Written exercise: Please give the data below again in full, exactly as it stands.

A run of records

* Begin *

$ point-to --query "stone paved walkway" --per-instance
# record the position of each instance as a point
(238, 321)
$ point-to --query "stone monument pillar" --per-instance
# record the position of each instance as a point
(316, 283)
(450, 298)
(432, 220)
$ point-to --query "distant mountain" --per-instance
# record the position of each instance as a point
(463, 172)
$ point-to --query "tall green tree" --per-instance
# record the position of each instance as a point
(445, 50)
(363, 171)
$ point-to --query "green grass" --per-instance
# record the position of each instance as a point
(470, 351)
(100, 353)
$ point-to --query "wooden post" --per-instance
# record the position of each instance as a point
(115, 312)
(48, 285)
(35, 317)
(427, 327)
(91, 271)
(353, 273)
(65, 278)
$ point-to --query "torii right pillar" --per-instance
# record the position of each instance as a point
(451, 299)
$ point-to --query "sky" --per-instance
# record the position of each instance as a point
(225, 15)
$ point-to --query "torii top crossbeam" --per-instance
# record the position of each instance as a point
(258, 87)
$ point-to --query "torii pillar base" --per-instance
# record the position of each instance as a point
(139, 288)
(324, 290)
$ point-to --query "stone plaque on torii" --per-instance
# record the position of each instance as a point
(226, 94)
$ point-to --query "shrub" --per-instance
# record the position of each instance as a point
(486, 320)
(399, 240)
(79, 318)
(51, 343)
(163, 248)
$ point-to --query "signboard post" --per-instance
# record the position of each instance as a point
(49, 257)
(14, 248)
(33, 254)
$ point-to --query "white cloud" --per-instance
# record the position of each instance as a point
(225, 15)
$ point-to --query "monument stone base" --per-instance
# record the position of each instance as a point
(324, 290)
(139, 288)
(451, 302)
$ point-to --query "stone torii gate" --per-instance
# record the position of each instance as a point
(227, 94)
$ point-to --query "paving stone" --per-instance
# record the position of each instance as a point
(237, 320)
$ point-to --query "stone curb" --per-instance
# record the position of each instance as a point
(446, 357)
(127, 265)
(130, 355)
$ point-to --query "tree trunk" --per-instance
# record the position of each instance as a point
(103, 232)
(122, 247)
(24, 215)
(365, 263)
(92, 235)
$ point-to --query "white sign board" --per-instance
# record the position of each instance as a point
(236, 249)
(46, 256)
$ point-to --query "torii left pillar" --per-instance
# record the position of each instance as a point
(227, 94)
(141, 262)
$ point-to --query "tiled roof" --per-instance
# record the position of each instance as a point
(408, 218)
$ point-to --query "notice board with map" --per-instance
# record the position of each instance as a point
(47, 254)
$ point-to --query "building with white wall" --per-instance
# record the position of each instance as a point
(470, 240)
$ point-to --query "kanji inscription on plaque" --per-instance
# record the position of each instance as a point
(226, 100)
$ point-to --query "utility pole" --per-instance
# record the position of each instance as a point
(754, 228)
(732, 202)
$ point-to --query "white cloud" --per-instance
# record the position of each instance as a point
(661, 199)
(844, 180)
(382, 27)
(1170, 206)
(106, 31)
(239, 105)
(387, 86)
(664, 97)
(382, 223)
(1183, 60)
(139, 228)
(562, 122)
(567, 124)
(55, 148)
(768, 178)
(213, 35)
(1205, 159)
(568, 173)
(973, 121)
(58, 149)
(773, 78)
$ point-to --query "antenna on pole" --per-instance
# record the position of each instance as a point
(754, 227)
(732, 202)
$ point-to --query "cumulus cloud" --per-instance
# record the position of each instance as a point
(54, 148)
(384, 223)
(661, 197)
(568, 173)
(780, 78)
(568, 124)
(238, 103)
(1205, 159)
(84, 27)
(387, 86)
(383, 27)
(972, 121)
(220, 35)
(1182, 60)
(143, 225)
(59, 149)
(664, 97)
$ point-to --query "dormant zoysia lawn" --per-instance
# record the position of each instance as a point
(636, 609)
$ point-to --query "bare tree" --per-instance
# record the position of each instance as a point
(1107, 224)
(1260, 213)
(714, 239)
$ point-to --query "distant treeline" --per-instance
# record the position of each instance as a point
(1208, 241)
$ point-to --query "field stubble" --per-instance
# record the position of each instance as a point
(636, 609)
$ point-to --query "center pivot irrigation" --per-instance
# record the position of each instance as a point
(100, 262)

* End *

The result:
$ point-to --query "stone paved walkway" --per-instance
# record the position of each instance as a point
(238, 321)
$ point-to --query "stone monument pillar" --per-instance
# record the position of each instance as a point
(316, 283)
(450, 298)
(432, 220)
$ point-to --query "distant mountain" --per-instance
# record the position of each instance as a point
(463, 172)
$ point-to --query "tall green tree" --per-instance
# record the position of each instance as a point
(445, 50)
(363, 171)
$ point-to --query "green grass" --per-instance
# record the position of each instance as a point
(470, 351)
(100, 353)
$ point-to --query "wooden post" --per-instance
# record the position of each instance as a point
(115, 312)
(48, 285)
(35, 317)
(427, 327)
(91, 271)
(353, 273)
(65, 278)
$ point-to --query "torii right pillar" --per-instance
# record the position of each instance as a point
(451, 299)
$ point-to --query "sky" --per-instance
# record the position of each instance as a point
(225, 15)
$ point-to --query "torii top crossbeam" --per-instance
# record the position of each instance as a point
(258, 87)
$ point-to --query "torii pillar base" --per-instance
# record the position of each instance as a point
(139, 288)
(324, 290)
$ point-to --query "stone plaque on torii" --per-instance
# record the position of each instance as a point
(226, 94)
$ point-to --query "shrub" --per-instance
# record the position of each instance as a point
(486, 320)
(399, 240)
(79, 318)
(51, 343)
(163, 248)
$ point-to --query "signboard post" --per-instance
# record the position of each instance as a point
(49, 257)
(14, 248)
(33, 254)
$ point-to --query "white cloud" --per-instance
# record the position of each instance as a point
(225, 15)
$ point-to --query "monument stone base" --per-instance
# record the position of each instance as a point
(324, 290)
(139, 288)
(451, 302)
$ point-to --query "stone torii gate" --per-instance
# record the position of each instance as a point
(227, 94)
$ point-to --query "paving stone" --per-instance
# record the position of each instance as a point
(237, 320)
$ point-to --query "stone curb" --per-instance
# record the position of each instance as a point
(446, 357)
(127, 265)
(130, 355)
$ point-to --query "tree trunk" --per-instance
# record the position of each instance as a point
(103, 232)
(122, 247)
(24, 215)
(365, 263)
(92, 235)
$ point-to --query "white sign board" --per-instance
# record the position of each instance as a point
(236, 249)
(46, 256)
$ point-to --query "torii left pillar" --per-instance
# record the position of each instance as a point
(227, 94)
(141, 262)
$ point-to --query "tiled roof" --per-instance
# record the position of each instance as a point
(408, 218)
$ point-to --query "notice board with map" --per-instance
# record the position of each instance as a point
(47, 254)
$ point-to --query "building with white wall" --per-instance
# record the position of each instance as a point
(470, 240)
$ point-to --query "kanji inscription on plaque" --per-instance
# record the position of each instance as a point
(226, 100)
$ point-to --query "utility pole" --per-instance
# record the position of each instance as a point
(754, 228)
(732, 202)
$ point-to --query "white cloud" --per-instance
# record the position of each instance as a point
(661, 199)
(844, 180)
(382, 27)
(1170, 206)
(106, 31)
(239, 105)
(387, 86)
(664, 97)
(382, 223)
(1183, 60)
(139, 228)
(562, 122)
(567, 124)
(55, 148)
(768, 178)
(213, 35)
(1205, 159)
(568, 173)
(973, 121)
(58, 149)
(773, 78)
$ point-to --query "antenna on pole" --per-instance
# record the position of each instance as a point
(754, 227)
(732, 202)
$ point-to --query "cumulus cloud" --per-instance
# record the position of each instance as a point
(54, 148)
(384, 223)
(661, 197)
(568, 173)
(780, 78)
(568, 124)
(238, 103)
(1205, 159)
(84, 27)
(387, 86)
(383, 27)
(972, 121)
(220, 35)
(1182, 60)
(143, 225)
(59, 149)
(664, 97)
$ point-to --query "dormant zoysia lawn" --per-instance
# record the position of each instance as a point
(636, 609)
$ point-to --query "bare tree" --per-instance
# record the position of each instance as a point
(1107, 224)
(1260, 213)
(714, 239)
$ point-to --query "distant treeline" --per-instance
# record the position of each instance as a point
(1208, 241)
$ point-to --query "field stubble" --per-instance
# record the position of each instance as a point
(636, 609)
$ point-to --query "center pivot irrigation" --per-instance
# record the position of each instance as a point
(100, 262)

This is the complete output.